Aim:
Gather every line below that contains the word "gray" and copy each one unchanged.

Dataset extract:
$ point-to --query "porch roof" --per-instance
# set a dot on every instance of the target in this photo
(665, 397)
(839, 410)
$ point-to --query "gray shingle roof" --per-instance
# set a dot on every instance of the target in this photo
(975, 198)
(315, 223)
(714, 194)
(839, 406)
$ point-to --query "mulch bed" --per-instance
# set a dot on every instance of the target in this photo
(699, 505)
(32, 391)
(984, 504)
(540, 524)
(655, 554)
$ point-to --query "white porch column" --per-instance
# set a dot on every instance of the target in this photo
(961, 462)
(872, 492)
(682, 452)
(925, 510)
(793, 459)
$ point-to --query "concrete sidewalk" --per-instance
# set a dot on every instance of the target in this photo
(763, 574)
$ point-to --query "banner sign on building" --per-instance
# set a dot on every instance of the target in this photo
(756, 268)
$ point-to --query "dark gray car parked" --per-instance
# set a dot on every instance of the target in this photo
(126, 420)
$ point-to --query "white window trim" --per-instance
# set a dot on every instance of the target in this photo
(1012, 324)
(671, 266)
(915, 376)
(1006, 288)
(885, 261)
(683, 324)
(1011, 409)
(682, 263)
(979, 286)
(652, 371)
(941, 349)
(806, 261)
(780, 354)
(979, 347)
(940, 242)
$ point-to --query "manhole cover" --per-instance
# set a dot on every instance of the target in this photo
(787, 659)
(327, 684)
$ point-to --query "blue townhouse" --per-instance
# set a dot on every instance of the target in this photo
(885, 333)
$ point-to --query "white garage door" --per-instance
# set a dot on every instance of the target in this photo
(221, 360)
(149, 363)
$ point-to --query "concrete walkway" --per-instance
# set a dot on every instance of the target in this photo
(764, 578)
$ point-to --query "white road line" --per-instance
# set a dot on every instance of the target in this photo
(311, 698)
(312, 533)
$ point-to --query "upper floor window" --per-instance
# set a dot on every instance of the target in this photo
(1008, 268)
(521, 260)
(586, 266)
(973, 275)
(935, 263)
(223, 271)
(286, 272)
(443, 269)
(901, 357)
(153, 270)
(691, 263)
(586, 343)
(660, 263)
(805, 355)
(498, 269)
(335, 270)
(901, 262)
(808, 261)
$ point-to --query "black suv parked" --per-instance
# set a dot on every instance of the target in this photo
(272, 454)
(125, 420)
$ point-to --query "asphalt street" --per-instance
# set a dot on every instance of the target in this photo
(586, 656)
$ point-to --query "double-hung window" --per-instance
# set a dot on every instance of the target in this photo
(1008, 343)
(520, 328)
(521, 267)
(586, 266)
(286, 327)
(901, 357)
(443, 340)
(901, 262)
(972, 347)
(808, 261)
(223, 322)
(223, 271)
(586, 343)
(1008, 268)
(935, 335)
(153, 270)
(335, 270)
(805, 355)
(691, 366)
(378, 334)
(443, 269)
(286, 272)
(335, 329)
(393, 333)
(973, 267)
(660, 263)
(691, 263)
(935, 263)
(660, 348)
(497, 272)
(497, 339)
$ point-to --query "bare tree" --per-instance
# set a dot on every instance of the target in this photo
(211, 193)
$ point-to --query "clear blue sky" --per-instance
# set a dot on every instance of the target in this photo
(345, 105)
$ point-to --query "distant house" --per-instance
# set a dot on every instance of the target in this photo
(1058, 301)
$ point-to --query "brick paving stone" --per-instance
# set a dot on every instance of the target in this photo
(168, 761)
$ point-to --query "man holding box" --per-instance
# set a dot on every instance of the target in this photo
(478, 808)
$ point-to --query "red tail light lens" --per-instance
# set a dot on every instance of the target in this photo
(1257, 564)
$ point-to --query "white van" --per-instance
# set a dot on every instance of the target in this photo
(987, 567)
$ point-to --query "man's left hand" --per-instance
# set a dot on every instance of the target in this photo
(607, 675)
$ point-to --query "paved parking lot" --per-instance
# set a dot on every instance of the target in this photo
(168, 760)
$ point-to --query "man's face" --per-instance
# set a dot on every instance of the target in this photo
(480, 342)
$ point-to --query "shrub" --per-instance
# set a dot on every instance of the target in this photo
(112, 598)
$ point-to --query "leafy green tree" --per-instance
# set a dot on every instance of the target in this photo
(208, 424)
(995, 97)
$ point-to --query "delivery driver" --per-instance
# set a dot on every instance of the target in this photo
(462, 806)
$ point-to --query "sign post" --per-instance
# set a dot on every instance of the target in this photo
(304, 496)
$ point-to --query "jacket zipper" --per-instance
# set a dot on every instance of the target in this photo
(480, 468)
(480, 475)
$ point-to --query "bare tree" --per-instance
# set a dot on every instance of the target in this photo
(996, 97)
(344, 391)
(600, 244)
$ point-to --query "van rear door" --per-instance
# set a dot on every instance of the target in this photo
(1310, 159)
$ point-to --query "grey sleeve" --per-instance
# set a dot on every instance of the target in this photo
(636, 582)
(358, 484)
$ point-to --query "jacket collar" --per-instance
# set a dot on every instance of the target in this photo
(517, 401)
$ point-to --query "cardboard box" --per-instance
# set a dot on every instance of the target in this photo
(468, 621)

Written answer:
$ point-to --query "gray shingle roof" --per-instance
$ point-to --query "dark gray car parked" --per-instance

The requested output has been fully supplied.